● GOAL OF THE EXERCISE: In the data below, restate exactly the lines from the one with "One marker serves each instance of the stone wall." to the final line, both included, but not the pictures.

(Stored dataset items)
━━━━━━━━━━━━━━━━━━━━

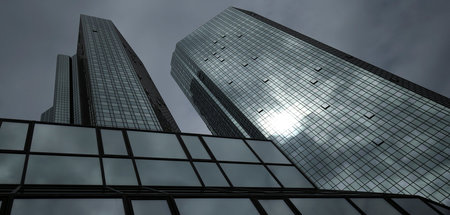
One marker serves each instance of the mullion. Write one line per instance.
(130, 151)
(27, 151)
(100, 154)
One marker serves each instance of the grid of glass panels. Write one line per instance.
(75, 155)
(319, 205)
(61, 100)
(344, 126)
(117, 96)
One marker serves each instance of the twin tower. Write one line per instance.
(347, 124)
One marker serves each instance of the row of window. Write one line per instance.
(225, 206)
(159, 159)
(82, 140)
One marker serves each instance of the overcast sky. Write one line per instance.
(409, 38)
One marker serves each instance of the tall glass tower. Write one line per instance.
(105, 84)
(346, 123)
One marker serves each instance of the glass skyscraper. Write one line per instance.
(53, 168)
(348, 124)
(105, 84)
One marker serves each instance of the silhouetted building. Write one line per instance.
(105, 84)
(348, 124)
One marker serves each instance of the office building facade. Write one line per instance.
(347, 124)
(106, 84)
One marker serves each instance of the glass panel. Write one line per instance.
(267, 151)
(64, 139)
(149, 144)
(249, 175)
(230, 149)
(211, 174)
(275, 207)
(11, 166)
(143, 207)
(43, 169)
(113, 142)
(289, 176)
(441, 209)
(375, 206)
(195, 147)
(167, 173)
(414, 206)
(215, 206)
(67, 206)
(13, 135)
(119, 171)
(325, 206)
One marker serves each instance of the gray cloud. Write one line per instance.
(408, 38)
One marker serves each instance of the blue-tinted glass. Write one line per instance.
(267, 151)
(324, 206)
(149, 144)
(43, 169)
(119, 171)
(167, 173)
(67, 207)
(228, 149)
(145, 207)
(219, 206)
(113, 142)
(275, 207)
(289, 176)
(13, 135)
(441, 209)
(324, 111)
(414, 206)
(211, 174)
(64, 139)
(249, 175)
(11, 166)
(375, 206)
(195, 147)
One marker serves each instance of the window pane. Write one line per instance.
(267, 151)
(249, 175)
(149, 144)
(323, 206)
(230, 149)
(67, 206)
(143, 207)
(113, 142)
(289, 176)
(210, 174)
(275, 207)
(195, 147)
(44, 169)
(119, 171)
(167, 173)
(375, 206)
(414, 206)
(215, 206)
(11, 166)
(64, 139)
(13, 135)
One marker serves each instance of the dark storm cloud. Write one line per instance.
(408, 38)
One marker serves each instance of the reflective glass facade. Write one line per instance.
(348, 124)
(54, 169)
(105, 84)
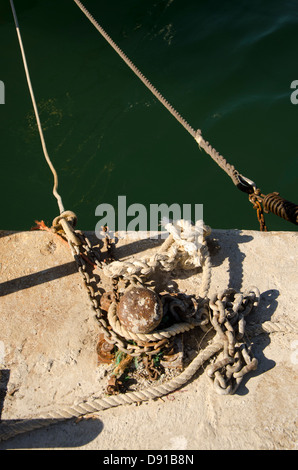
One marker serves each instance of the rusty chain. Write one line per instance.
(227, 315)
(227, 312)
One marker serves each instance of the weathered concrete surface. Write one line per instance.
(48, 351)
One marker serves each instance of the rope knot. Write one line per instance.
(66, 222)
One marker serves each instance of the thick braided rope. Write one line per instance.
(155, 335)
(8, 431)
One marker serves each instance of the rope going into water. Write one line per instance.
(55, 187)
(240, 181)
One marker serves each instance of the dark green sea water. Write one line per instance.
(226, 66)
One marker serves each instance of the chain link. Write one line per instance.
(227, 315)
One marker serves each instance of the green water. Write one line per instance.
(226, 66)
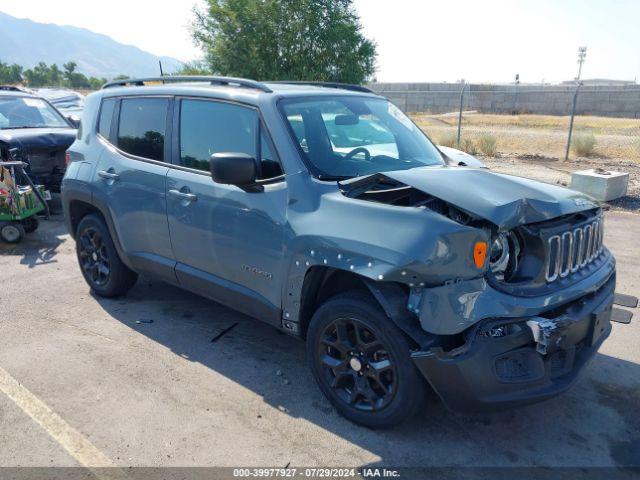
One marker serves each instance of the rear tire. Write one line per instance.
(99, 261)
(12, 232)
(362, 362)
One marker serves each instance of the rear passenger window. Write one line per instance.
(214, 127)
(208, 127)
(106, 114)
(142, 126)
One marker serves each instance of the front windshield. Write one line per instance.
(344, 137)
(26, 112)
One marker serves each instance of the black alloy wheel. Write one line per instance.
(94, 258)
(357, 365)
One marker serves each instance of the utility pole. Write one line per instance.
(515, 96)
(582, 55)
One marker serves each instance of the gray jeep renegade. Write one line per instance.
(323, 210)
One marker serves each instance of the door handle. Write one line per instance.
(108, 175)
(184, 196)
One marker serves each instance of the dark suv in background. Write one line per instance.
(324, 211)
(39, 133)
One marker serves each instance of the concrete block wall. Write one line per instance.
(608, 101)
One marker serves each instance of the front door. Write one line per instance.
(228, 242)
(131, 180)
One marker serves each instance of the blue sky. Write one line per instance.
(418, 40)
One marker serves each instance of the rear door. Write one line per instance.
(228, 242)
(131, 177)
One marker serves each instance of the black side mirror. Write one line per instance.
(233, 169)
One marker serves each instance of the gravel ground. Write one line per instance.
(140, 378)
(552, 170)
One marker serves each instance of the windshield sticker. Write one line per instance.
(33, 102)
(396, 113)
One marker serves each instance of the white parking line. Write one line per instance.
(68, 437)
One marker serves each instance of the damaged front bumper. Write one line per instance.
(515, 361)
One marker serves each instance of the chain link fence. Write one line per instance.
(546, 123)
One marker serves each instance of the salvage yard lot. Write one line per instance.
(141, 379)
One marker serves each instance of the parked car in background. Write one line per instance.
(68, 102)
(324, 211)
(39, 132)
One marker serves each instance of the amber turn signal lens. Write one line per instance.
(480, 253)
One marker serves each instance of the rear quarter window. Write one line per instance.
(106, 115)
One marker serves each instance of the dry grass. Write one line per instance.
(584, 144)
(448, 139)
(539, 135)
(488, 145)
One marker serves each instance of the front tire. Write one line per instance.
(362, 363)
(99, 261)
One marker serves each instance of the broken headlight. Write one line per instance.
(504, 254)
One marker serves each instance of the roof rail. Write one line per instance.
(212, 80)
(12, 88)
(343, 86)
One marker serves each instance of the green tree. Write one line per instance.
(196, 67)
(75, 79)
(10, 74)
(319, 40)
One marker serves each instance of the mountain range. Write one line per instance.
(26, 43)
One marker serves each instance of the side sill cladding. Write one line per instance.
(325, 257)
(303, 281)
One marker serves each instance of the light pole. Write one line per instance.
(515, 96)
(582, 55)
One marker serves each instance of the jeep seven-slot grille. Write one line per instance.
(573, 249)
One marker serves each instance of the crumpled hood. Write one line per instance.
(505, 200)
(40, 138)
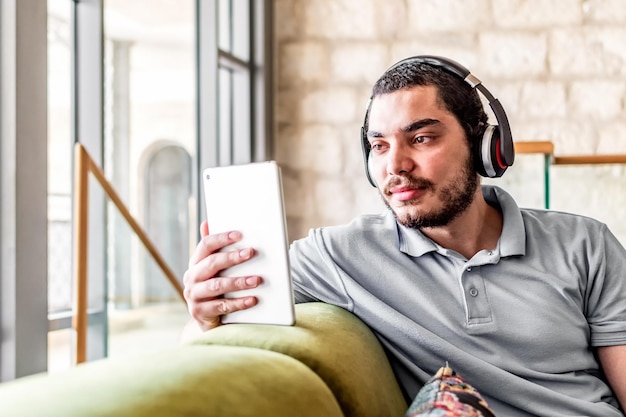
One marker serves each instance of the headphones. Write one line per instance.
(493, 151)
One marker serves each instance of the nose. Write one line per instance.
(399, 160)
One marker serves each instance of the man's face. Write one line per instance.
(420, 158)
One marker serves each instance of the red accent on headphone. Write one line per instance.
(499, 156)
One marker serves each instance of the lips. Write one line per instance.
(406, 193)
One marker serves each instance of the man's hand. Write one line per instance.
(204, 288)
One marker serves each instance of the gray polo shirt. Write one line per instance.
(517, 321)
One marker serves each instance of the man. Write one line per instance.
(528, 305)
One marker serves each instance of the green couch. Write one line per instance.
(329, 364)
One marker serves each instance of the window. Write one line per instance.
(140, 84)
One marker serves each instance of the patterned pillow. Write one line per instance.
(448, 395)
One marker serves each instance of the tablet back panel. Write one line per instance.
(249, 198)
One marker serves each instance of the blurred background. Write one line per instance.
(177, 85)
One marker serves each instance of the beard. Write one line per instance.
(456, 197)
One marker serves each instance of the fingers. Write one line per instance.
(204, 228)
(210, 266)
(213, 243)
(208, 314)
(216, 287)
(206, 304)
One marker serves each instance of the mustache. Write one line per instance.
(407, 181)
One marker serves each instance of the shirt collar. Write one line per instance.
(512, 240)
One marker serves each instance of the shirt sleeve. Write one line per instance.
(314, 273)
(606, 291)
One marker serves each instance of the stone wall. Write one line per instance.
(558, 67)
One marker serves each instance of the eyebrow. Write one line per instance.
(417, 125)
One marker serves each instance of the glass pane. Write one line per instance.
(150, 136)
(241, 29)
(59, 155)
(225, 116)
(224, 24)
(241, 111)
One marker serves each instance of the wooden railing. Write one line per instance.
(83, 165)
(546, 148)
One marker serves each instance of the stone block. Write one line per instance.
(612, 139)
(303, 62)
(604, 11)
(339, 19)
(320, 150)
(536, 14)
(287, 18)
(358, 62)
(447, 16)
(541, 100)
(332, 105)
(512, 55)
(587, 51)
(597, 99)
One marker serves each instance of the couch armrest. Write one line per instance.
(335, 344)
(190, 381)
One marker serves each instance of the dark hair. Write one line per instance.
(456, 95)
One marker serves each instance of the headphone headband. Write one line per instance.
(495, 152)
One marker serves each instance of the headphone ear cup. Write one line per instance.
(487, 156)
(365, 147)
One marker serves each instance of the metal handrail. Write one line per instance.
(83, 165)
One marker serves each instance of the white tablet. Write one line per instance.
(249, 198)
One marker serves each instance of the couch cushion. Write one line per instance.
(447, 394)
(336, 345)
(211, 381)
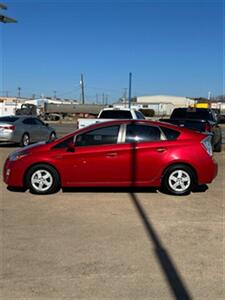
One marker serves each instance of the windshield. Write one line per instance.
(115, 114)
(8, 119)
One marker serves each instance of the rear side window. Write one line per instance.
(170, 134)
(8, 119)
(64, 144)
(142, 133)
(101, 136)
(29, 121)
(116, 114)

━━━━━━━━━━━━━━━━━━━━

● YOUR SOLUTION:
One marker serves each instance of the stone wall. Write one line per instance.
(558, 67)
One marker serves each instance of the eyebrow. Write one line per instance.
(417, 125)
One marker serves each instance of the glass pane. Write one line per instance.
(150, 136)
(241, 29)
(59, 155)
(225, 116)
(224, 24)
(241, 111)
One marker serves each instance of the wooden railing. Write one line per instance.
(83, 165)
(546, 148)
One marker serves each instance of the stone block. Write one line per instance.
(612, 139)
(303, 62)
(604, 11)
(339, 19)
(320, 150)
(536, 14)
(287, 18)
(358, 62)
(447, 16)
(541, 100)
(332, 105)
(512, 55)
(587, 51)
(597, 99)
One marker serves each instance of the couch armrest. Write one line per instance.
(335, 344)
(190, 381)
One marker serves each instance of the dark hair. Write one line per instance.
(456, 95)
One marker serves each instance of the headphone headband. Write one line per instance.
(495, 152)
One marker serves each instance of the headphone ear cup. Write one line per instance.
(487, 156)
(365, 147)
One marker serves each instance of the metal handrail. Write one line per instance.
(83, 165)
One marker serves each instance of the white tablet. Write one line per instance.
(249, 198)
One marker serves each instance of the couch cushion. Write one line per instance.
(447, 394)
(336, 345)
(211, 381)
One marker serves each instance of the windshield. Write one line per instance.
(115, 114)
(8, 119)
One marker serves each instance of the rear side window. Write one line per instance.
(170, 134)
(8, 119)
(64, 144)
(142, 133)
(101, 136)
(29, 121)
(116, 114)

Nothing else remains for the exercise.